** begin **
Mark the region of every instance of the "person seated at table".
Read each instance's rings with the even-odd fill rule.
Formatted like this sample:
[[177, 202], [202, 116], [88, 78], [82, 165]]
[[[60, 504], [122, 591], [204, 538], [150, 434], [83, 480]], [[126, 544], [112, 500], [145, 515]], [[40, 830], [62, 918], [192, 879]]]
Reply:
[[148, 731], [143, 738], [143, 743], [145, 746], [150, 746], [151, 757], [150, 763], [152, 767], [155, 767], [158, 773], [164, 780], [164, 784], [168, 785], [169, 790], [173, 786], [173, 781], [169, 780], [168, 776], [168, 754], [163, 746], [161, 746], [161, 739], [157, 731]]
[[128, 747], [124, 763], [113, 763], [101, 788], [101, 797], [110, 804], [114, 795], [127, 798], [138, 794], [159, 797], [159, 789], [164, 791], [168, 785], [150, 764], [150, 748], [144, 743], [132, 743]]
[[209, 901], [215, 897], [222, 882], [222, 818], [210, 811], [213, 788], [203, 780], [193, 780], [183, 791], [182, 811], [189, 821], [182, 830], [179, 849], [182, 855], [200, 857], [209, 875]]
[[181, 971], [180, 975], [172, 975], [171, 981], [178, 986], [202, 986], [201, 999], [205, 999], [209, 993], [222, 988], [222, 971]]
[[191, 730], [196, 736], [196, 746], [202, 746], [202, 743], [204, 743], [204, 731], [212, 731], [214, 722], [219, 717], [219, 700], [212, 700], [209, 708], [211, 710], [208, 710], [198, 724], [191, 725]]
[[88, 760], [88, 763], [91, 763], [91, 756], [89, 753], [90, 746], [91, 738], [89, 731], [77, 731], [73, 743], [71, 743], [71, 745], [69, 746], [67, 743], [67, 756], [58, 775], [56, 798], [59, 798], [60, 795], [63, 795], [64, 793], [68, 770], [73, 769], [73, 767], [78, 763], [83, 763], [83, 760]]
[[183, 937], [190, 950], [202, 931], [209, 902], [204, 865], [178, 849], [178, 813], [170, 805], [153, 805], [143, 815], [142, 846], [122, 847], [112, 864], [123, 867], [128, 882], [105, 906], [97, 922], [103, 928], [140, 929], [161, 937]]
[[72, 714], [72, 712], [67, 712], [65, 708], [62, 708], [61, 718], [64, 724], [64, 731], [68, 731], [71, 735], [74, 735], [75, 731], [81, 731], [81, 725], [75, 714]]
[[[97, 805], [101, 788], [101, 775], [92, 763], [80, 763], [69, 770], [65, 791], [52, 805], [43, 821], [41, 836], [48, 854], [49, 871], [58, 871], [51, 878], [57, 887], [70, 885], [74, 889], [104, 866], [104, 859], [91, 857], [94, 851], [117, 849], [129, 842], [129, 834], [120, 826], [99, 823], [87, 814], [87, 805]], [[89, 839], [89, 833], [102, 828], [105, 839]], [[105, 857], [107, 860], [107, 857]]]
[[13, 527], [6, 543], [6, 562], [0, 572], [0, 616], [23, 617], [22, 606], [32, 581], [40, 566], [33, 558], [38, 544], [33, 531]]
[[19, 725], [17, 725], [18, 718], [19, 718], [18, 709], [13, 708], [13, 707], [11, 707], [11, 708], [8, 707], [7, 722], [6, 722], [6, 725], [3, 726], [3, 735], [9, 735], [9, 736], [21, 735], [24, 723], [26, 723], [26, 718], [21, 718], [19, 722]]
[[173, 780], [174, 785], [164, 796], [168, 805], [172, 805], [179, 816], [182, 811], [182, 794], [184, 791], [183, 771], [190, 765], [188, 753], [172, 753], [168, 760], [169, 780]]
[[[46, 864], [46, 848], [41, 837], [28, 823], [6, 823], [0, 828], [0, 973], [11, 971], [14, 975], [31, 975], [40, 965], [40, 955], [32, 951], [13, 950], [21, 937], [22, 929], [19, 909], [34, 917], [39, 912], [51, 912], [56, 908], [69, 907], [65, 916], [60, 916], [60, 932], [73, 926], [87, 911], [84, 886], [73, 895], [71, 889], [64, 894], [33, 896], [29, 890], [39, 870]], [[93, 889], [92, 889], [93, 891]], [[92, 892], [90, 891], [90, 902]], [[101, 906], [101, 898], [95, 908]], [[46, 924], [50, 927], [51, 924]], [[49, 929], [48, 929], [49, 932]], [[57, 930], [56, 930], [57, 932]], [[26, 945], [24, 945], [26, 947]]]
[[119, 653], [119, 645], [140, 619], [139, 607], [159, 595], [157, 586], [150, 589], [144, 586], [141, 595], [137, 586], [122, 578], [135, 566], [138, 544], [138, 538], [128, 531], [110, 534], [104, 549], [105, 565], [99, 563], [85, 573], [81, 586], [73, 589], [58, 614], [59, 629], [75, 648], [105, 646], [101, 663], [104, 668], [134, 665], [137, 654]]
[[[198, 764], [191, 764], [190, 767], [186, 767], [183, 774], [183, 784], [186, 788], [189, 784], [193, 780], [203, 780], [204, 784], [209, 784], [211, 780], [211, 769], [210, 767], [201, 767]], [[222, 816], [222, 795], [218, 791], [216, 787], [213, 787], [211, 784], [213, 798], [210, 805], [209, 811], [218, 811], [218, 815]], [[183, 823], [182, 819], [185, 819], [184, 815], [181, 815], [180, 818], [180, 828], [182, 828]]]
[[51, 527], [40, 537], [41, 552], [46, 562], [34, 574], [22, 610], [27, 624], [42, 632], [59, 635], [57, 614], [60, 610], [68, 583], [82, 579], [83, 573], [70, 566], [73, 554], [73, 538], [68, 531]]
** end **
[Direction]:
Put every row above into a JSON list of strings, with one string per line and any blank lines left out.

[Exercise response]:
[
  "Mark the region of every instance of the \"person seated at table\".",
  "Read each instance's rings with the even-odd fill rule.",
  "Formatted like this sample:",
  "[[177, 202], [202, 116], [88, 78], [82, 165]]",
  "[[[60, 504], [122, 591], [204, 538], [150, 434], [83, 480]], [[126, 544], [112, 500], [145, 515]], [[40, 830], [62, 918], [192, 879]]]",
  "Reply:",
  "[[148, 731], [143, 738], [143, 743], [145, 746], [150, 746], [151, 757], [150, 763], [152, 767], [155, 767], [158, 773], [164, 780], [164, 784], [168, 785], [169, 790], [173, 786], [173, 781], [169, 780], [168, 776], [168, 754], [163, 746], [161, 746], [161, 739], [157, 731]]",
  "[[128, 747], [124, 763], [113, 763], [101, 788], [101, 797], [110, 804], [114, 795], [127, 798], [138, 794], [159, 797], [159, 789], [164, 791], [168, 785], [150, 764], [150, 748], [144, 743], [132, 743]]",
  "[[209, 901], [215, 897], [222, 882], [222, 818], [210, 811], [213, 788], [203, 780], [193, 780], [183, 791], [182, 811], [189, 821], [182, 830], [179, 849], [182, 855], [200, 857], [209, 875]]",
  "[[181, 971], [180, 975], [172, 975], [171, 981], [178, 986], [202, 986], [201, 999], [205, 999], [209, 993], [222, 988], [222, 971]]",
  "[[191, 730], [196, 736], [196, 746], [202, 746], [202, 743], [204, 743], [204, 731], [212, 731], [214, 722], [219, 717], [219, 700], [212, 700], [209, 708], [211, 710], [208, 710], [198, 724], [191, 725]]",
  "[[88, 760], [88, 763], [91, 763], [91, 756], [89, 753], [90, 746], [91, 738], [89, 731], [77, 731], [73, 743], [71, 743], [71, 745], [69, 746], [67, 743], [67, 756], [58, 775], [56, 798], [59, 798], [60, 795], [63, 795], [64, 793], [68, 770], [73, 769], [73, 767], [78, 763], [83, 763], [83, 760]]",
  "[[183, 937], [190, 950], [202, 931], [209, 902], [204, 865], [178, 849], [178, 813], [170, 805], [153, 805], [143, 815], [142, 846], [122, 847], [112, 864], [123, 867], [128, 882], [105, 906], [97, 922], [103, 928], [140, 929], [161, 937]]",
  "[[72, 714], [72, 712], [67, 712], [65, 708], [62, 708], [61, 718], [64, 724], [64, 731], [68, 731], [71, 735], [74, 735], [75, 731], [81, 731], [81, 725], [75, 714]]",
  "[[[97, 805], [101, 788], [101, 775], [92, 763], [80, 763], [69, 770], [65, 791], [52, 805], [43, 821], [41, 836], [48, 854], [49, 871], [58, 871], [51, 878], [57, 887], [70, 885], [74, 889], [104, 866], [104, 859], [91, 857], [94, 851], [117, 849], [129, 842], [129, 834], [120, 826], [99, 823], [87, 814], [87, 805]], [[89, 839], [89, 833], [102, 828], [105, 839]], [[105, 857], [107, 860], [107, 857]]]",
  "[[13, 527], [6, 543], [6, 562], [0, 572], [0, 616], [23, 617], [22, 606], [32, 581], [40, 566], [33, 558], [38, 544], [33, 531]]",
  "[[19, 725], [17, 725], [18, 718], [19, 718], [18, 709], [13, 708], [13, 707], [11, 707], [11, 708], [8, 707], [7, 722], [6, 722], [6, 725], [3, 726], [3, 735], [9, 735], [9, 736], [21, 735], [24, 723], [26, 723], [26, 718], [21, 718], [19, 722]]",
  "[[173, 780], [174, 785], [164, 796], [168, 805], [172, 805], [179, 816], [182, 811], [182, 794], [184, 791], [183, 771], [190, 765], [188, 753], [172, 753], [168, 760], [169, 780]]",
  "[[[46, 864], [46, 848], [41, 837], [28, 823], [6, 823], [0, 828], [0, 973], [11, 971], [14, 975], [31, 975], [40, 965], [40, 955], [32, 951], [13, 950], [21, 937], [22, 929], [19, 909], [34, 917], [39, 912], [51, 912], [56, 908], [69, 907], [65, 916], [60, 916], [60, 932], [73, 926], [87, 911], [84, 886], [73, 895], [71, 889], [64, 894], [33, 896], [29, 890], [39, 870]], [[93, 889], [92, 889], [93, 891]], [[92, 892], [90, 891], [90, 902]], [[101, 906], [101, 898], [95, 908]], [[46, 924], [50, 927], [51, 924]], [[49, 929], [48, 929], [49, 932]], [[57, 930], [56, 930], [57, 932]], [[26, 945], [24, 945], [26, 947]]]",
  "[[119, 653], [119, 645], [140, 619], [139, 607], [159, 595], [157, 586], [150, 589], [144, 586], [141, 595], [137, 586], [122, 578], [135, 566], [138, 544], [138, 538], [128, 531], [110, 534], [104, 549], [105, 565], [99, 563], [85, 573], [81, 586], [73, 589], [58, 614], [59, 629], [75, 648], [105, 646], [101, 663], [104, 668], [134, 665], [137, 654]]",
  "[[[198, 764], [191, 764], [190, 767], [186, 767], [183, 774], [183, 784], [186, 788], [189, 784], [193, 780], [203, 780], [204, 784], [209, 784], [211, 780], [211, 769], [210, 767], [201, 767]], [[222, 816], [222, 795], [218, 791], [216, 787], [213, 787], [211, 784], [213, 798], [210, 805], [209, 811], [218, 811], [218, 815]], [[183, 823], [182, 819], [185, 819], [184, 815], [181, 815], [180, 818], [180, 828], [182, 828]]]",
  "[[51, 527], [40, 537], [41, 552], [46, 562], [34, 574], [22, 610], [27, 624], [42, 632], [59, 635], [57, 614], [60, 610], [68, 583], [82, 579], [83, 573], [70, 566], [73, 554], [73, 538], [68, 531]]"
]